◆ What you have to do: Express every line of all the records below as a JSON list of strings, with one string per line and blank lines omitted.
● ● ● ●
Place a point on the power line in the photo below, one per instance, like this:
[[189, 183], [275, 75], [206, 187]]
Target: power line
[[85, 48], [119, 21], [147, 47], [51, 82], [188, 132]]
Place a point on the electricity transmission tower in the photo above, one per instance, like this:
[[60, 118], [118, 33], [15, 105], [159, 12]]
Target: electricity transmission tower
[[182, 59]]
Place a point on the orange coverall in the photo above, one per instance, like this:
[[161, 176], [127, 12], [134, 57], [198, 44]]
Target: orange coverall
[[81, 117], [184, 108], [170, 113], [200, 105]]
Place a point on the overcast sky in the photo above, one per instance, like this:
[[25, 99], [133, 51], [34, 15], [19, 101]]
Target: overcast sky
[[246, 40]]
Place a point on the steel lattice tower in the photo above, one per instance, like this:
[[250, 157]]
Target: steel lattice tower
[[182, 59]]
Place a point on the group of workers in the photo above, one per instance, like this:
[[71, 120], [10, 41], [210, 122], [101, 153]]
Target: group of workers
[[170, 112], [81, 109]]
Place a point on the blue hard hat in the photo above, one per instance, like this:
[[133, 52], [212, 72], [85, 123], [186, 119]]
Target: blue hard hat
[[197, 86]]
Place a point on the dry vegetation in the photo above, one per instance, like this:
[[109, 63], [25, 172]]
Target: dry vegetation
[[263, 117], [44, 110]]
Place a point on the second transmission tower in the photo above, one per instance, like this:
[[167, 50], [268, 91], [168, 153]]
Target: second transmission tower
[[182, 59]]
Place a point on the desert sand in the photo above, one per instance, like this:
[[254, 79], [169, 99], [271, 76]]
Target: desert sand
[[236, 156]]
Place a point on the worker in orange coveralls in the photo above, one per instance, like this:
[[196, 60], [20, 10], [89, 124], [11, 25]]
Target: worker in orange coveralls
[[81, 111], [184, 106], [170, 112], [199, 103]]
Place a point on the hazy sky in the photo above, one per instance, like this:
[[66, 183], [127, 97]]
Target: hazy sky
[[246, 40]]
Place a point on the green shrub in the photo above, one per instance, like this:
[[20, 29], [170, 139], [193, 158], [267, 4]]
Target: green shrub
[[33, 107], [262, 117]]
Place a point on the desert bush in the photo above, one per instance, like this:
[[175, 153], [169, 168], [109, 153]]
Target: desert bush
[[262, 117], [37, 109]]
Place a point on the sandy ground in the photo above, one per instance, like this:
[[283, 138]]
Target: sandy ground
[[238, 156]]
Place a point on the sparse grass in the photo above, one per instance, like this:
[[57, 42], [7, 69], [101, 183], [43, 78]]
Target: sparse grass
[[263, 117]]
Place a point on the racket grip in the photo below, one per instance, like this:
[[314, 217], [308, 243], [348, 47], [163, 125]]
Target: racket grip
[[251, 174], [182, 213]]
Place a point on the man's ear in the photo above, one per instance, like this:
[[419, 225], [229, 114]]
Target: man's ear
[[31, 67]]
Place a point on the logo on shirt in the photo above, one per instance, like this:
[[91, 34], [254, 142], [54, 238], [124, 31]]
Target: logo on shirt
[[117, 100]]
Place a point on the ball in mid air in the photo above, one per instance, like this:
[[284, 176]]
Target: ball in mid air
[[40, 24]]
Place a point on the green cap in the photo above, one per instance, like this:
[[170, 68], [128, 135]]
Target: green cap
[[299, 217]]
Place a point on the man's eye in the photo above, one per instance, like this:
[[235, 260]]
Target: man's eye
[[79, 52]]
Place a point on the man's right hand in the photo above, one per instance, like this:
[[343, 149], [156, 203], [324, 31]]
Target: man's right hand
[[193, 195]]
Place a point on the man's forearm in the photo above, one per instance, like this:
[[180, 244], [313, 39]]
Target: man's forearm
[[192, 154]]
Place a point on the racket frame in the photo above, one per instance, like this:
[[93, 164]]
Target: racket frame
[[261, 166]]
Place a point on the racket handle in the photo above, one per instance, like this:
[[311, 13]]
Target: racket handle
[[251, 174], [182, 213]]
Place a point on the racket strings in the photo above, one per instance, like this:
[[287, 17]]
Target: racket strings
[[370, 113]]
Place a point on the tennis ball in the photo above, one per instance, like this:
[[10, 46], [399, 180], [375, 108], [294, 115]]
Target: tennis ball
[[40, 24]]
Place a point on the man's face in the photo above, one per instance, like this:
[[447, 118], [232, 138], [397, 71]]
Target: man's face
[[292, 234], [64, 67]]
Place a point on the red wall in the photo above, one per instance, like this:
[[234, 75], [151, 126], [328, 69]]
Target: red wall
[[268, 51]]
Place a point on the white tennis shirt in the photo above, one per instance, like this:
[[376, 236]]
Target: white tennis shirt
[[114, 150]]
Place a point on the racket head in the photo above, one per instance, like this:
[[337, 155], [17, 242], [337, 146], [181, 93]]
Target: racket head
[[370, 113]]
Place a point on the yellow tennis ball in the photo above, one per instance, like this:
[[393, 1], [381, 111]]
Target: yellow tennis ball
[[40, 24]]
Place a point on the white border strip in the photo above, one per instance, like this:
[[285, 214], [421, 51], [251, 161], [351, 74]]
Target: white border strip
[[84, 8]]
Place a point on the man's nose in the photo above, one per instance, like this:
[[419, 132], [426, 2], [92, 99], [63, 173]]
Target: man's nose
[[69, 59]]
● ● ● ●
◆ Answer in full:
[
  "Place a point on the power line in the photo below, one per instance, like this:",
  "[[189, 183], [275, 75], [206, 187]]",
  "Target: power line",
  "[[85, 48], [119, 21], [147, 47], [51, 82], [188, 132]]",
  "Place a point on the electricity transmission tower in the photo above, one per instance, like this:",
  "[[60, 118], [118, 33], [15, 105], [159, 12]]",
  "Target: electricity transmission tower",
  "[[182, 59]]",
  "Place a point on the orange coverall in the photo above, one per instance, like this:",
  "[[161, 176], [127, 12], [134, 57], [198, 44]]",
  "Target: orange coverall",
  "[[81, 117], [184, 108], [170, 113], [200, 105]]",
  "Place a point on the overcast sky in the photo above, one per instance, like this:",
  "[[25, 99], [133, 51], [34, 15], [19, 101]]",
  "Target: overcast sky",
  "[[246, 40]]",
  "Place a point on the steel lattice tower in the photo above, one per instance, like this:",
  "[[250, 157]]",
  "Target: steel lattice tower",
  "[[182, 59]]",
  "Place a point on the group of workers in the photo above, one per instance, like this:",
  "[[71, 120], [10, 41], [210, 122], [101, 153]]",
  "Target: group of workers",
  "[[170, 112], [81, 109]]",
  "Place a point on the blue hard hat in the photo above, one per instance, like this:",
  "[[133, 52], [212, 72], [85, 123], [186, 119]]",
  "Target: blue hard hat",
  "[[197, 86]]",
  "Place a point on the dry vegetation in the photo above, one per instance, like this:",
  "[[109, 63], [25, 172]]",
  "Target: dry vegetation",
  "[[263, 117], [44, 110]]",
  "Place a point on the second transmission tower in the photo above, one per instance, like this:",
  "[[167, 50], [268, 91], [168, 153]]",
  "Target: second transmission tower",
  "[[182, 59]]",
  "Place a point on the desert sand in the photo above, one per instance, like this:",
  "[[254, 79], [169, 99], [271, 76]]",
  "Target: desert sand",
  "[[236, 156]]",
  "Place a point on the worker in orange coveralls in the photo above, one per instance, like this:",
  "[[196, 60], [20, 10], [89, 124], [11, 25]]",
  "Target: worker in orange coveralls",
  "[[81, 111], [184, 106], [170, 112], [199, 103]]",
  "Place a point on the hazy sky in the photo above, one per instance, like this:",
  "[[66, 183], [127, 97]]",
  "Target: hazy sky",
  "[[246, 40]]",
  "Place a point on the green shrub in the photo above, one per instance, like this:",
  "[[20, 29], [170, 139], [193, 158], [267, 4]]",
  "Target: green shrub",
  "[[33, 107], [262, 117]]",
  "Place a point on the desert bush in the photo above, one per instance, like this:",
  "[[175, 153], [169, 168], [109, 153]]",
  "Target: desert bush",
  "[[262, 117], [37, 109]]",
  "Place a point on the sandy ground in the photo above, one per instance, like this:",
  "[[283, 138]]",
  "Target: sandy ground",
  "[[238, 156]]",
  "Place a point on the sparse grass in the photo above, one per instance, like this:",
  "[[57, 42], [7, 69], [101, 183], [43, 78]]",
  "Target: sparse grass",
  "[[263, 117]]",
  "Place a point on the racket grip in the photo below, one per instance, like this:",
  "[[314, 217], [308, 243], [348, 47], [163, 125]]",
  "Target: racket grip",
  "[[251, 174], [182, 213]]",
  "Place a point on the man's ear in the photo above, one per instance, like this:",
  "[[419, 225], [229, 114]]",
  "Target: man's ear",
  "[[31, 67]]",
  "Place a point on the logo on shirt in the photo above, one per instance, like this:",
  "[[91, 34], [254, 142], [54, 238], [124, 31]]",
  "Target: logo on shirt",
  "[[117, 100]]",
  "Place a point on the ball in mid air in the photo above, one per instance, like this:",
  "[[284, 176]]",
  "Target: ball in mid air",
  "[[40, 24]]",
  "Place a point on the green cap in the photo above, one per instance, like this:",
  "[[170, 68], [128, 135]]",
  "Target: green cap",
  "[[299, 217]]",
  "Place a point on the man's eye in the photo above, one per instance, like this:",
  "[[235, 260]]",
  "Target: man's eye",
  "[[79, 52]]",
  "Place a point on the man's right hand in the photo above, one per instance, like this:",
  "[[343, 149], [156, 203], [324, 31]]",
  "Target: man's right hand",
  "[[193, 195]]",
  "Place a point on the man's forearm in the photo above, one per instance, like this:",
  "[[180, 244], [313, 39]]",
  "Target: man's forearm",
  "[[192, 154]]",
  "Place a point on the racket frame in the photo above, one per instance, like this:",
  "[[93, 164]]",
  "Target: racket frame",
  "[[261, 166]]",
  "Place a point on the racket handle in the photo above, one per instance, like this:",
  "[[311, 13]]",
  "Target: racket handle",
  "[[251, 174], [182, 213]]",
  "Place a point on the racket strings in the photo above, one per instance, like this:",
  "[[287, 17]]",
  "Target: racket strings",
  "[[370, 113]]",
  "Place a point on the tennis ball in the photo above, one per instance, like this:",
  "[[10, 46], [399, 180], [375, 108], [294, 115]]",
  "Target: tennis ball",
  "[[40, 24]]",
  "Place a point on the man's face in the photo above, one per instance, like this:",
  "[[447, 118], [232, 138], [397, 71]]",
  "Target: man's face",
  "[[292, 234], [64, 67]]",
  "Place a point on the red wall in the photo above, one per instance, like this:",
  "[[234, 75], [151, 126], [328, 69]]",
  "Target: red wall",
  "[[268, 51]]",
  "Place a point on the white tennis shirt in the photo above, one per instance, like this:",
  "[[376, 236]]",
  "Target: white tennis shirt",
  "[[114, 150]]",
  "Place a point on the racket head in the photo above, one per instance, like this:",
  "[[337, 155], [17, 242], [337, 146], [181, 93]]",
  "Target: racket head",
  "[[370, 113]]",
  "Place a point on the yellow tennis ball in the photo above, one per instance, like this:",
  "[[393, 1], [381, 111]]",
  "Target: yellow tennis ball",
  "[[40, 24]]",
  "Place a point on the white border strip in the photo above, one per instance, like this:",
  "[[285, 214], [421, 51], [251, 161], [351, 74]]",
  "Target: white border strip",
  "[[84, 8]]",
  "Place a point on the man's nose in the photo above, one per instance, like this:",
  "[[419, 132], [426, 2], [92, 99], [63, 173]]",
  "Target: man's nose",
  "[[69, 59]]"
]